__Halaman__
• • •

BAB I PENDAHULUAN
A. Latar Belakang Masalah Mahasiswa adalah salah satu elemen masyarakat yang identik mempunyai tingkat intelektual yang cukup tinggi. Seorang mahasiswa selayaknya mempunyai kesadaran yang lebih tinggi untuk memiliki salah satu atribut psikologis yang semestinya dia sandang, yaitu motivasi berprestasi. Idealnya setiap mahasiswa harus memiliki motivasi berprestasi yang tinggi, mengingat pada saat di bangku kuliah, seorang mahasiswa dituntut untuk menjadi lebih kritis dalam menganalisis berbagai persoalan, baik yang bersifat akademis atau non akademis. Dengan motivasi berprestasi yang tinggi itu akan memberi peluang pada mahasiswa untuk memiliki prestasi yang baik, tidak mengabaikan tugas-tugasnya sebagai mahasiswa, tidak keberatan untuk mengerjakan tugas-tugas yang lebih sulit dan dapat menyelesaikan perkuliahan tepat waktu. Namun dari hasil observasi dan wawancara yang peneliti lakukan dari tanggal 13 Desember 2014 sampai dengan tanggal 17 Maret 2015 kepada 10 orang mahasiswa aktivis dakwah kampus, peneliti menemukan 60% (6 orang) dari 10 aktivis dakwah kampus memiliki motivasi berprestasi yang dikategorikan rendah jika mengacu kepada kriteria yang dikemukakan oleh Heckausen, yang ditandai dengan “cenderung mengabaikan hasil dari tugas yang telah dibuatnya”, ini dikemukakan oleh RM dan RO yang mengatakan: 1
2
“...saya gak terlalu mikirin hasil dari tugas yang saya buat sih.. yang penting kan saya udah ngerjain tugas itu sampai selesai, soal hasilnya saya gak mau terlalu ambil pusing karna yang penting saya udah berusaha sesuai kemampuan saya..” (RM) “...setelah saya mengerjakan tugas dari dosen, saya tidak langsung mencari tau hasilnya, karena menurut saya, hasil itu tidak mempengaruhi saya, mau itu nilainya jelek atau bagus, yang penting saya sudah merasa bahwa usaha saya sudah maksimal setiap mengerjakan tugas yang diberikan oleh dosen..”(RO) Selain cenderung mengabaikan hasil dari tugas yang dibuatnya, ada juga sekelompok mahasiswa yang hanya “menyukai tugas yang tantangan resikonya rendah”. Hal ini sesuai dengan pernyataan SA, CS dan LN yang mengatakan: “...saya lebih suka ngadepin tugas-tugas yang gampang, terus gak terlalu besar resikonya, karna kalau bisa cari yang simpel, kenapa harus cari yang ribet? Yang gampang-gampang ajalah biar cepat selesai urusan..”(SA) “...kalau bisa, saya lebih suka mendapatkan tugas-tugas yang mudah-mudah aja dari dosen, karna masih banyak hal lain yang harus saya kerjain...” (CS) “...saya orangnya gak suka ribet, jadi kalau bisa saya pengennya tugas itu yang gampang-gampang aja...”(LN) Selain itu subjek lain berinisial EJ dan CS mengungkapkan bahwa “dalam mengerjakan tugas mereka lebih senang melakukan bersama-sama daripada sendiri”. Berikut ungkapan EJ dan CS: “...saya sih lebih suka ngerjain tugas bareng temen-temen, soalnya kalau sendiri suka bosen gitu..” (EJ) “...kalau saya tiap mau ngerjain tugas tuh maunya sambil diskusi sama temen gitu, soalnya kalau ngerjain sendiri takut salah...” (CS)

• • •

__Baris Data__
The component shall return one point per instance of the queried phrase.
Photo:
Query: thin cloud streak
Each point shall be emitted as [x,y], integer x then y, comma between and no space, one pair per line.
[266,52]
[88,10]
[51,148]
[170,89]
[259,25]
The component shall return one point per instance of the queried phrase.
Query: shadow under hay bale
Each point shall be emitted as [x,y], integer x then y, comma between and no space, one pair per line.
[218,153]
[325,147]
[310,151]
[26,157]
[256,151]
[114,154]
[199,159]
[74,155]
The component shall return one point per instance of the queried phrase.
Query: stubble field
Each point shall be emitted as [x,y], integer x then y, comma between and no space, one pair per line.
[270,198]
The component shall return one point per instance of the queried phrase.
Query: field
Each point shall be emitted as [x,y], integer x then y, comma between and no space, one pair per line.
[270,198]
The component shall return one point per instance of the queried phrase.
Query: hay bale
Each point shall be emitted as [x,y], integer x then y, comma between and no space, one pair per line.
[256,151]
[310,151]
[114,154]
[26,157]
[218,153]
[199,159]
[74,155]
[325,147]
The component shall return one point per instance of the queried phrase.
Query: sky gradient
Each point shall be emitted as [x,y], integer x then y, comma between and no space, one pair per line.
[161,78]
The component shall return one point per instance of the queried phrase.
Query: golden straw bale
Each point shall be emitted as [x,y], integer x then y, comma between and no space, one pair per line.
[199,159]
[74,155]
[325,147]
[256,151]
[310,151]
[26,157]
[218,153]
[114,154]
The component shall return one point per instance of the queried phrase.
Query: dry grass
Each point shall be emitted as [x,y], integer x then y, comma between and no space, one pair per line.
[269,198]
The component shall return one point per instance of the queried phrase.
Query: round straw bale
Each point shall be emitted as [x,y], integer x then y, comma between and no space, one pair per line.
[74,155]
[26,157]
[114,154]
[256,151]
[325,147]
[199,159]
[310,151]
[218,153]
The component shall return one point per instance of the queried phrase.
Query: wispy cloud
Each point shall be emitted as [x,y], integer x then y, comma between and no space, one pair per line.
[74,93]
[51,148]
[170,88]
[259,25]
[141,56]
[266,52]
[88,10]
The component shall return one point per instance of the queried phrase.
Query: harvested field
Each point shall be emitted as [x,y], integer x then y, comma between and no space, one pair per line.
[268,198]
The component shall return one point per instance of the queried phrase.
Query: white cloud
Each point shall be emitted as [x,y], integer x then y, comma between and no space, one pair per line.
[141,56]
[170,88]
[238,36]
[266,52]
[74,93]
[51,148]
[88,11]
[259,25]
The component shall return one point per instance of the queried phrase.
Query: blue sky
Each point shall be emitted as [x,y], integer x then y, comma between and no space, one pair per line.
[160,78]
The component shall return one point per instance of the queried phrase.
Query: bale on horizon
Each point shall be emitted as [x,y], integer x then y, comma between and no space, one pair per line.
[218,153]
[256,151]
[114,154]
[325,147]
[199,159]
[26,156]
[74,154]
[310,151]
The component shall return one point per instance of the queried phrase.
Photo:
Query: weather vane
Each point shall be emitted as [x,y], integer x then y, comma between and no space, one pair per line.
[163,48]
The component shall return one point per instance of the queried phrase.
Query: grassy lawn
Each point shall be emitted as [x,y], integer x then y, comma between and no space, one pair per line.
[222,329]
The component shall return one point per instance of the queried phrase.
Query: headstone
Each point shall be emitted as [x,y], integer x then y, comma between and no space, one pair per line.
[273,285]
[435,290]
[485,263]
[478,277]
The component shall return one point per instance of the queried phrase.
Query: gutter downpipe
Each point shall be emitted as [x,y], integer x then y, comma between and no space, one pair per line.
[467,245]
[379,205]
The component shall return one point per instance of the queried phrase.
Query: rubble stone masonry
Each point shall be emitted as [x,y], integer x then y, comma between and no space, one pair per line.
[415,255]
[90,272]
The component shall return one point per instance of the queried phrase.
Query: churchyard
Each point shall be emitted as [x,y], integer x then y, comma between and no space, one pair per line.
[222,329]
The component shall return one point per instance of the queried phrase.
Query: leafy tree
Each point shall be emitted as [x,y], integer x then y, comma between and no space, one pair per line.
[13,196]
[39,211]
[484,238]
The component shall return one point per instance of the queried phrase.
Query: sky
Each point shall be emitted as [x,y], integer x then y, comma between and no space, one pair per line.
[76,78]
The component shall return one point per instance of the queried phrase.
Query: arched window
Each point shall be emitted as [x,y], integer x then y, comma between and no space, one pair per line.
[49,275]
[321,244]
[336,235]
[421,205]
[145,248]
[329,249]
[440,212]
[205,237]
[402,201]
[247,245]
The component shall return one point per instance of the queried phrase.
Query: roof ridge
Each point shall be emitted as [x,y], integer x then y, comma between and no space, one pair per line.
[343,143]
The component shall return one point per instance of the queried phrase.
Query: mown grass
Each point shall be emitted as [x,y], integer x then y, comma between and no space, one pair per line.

• • •

__Tugas__
- a) Berapa banyak baris dalam daftar yang memuat kata "cloud"? Tuliskan angkanya saja.
- b) Lanjutkan teks tentang motivasi berprestasi mahasiswa aktivis dakwah kampus, dimulai tepat setelah kalimat terakhir yang tercantum.

__Daftar Jawaban__
- a) 3

- b)
3
Kedua pernyataan tersebut bertentangan dengan konsep Heckausen yang mengatakan salah satu ciri orang yang memiliki motivasi berprestasi yaitu, “senang bekerja sendiri dan bersaing untuk mengungguli orang lain”. Sementara itu, 4 orang (40%) dari 10 orang aktivis dakwah kampus dapat dikategorikan memiliki motivasi berprestasi yang tinggi, yang ditandai dengan mereka lebih menyukai mengerjakan tugas-tugas sendiri”. Ini dikemukakan oleh TI, JA, AM, dan NS yang mengatakan: “..bagi saya meraih prestasi adalah sebagai bentuk keberhasilan, bukan bentuk status atau untuk dipamerkan kepada orang lain..untuk pekerjaan kampus atau tugas-tugas yang diberikan oleh dosen, saya lebih senang mengerjakannya sendiri dibanding kalau harus bersama-sama mengerjakan dengan kawan-kawan saya...” (TI) “...saya lebih merasa puas jika hasil yang saya dapatkan adalah hasil dari jerih payah saya sendiri, karena semuanya butuh proses, ga bisa langsung aja terjadi secara kebetulan.”(JA) “...saya sih lebih suka ngerjain tugas sendiri dibandingin ngerjain ramerame...”(AM) “...saya sih kurang suka ngerjain tugas bareng-bareng sama temen-temen, lebih tenang sendiri kayaknya...” (NS)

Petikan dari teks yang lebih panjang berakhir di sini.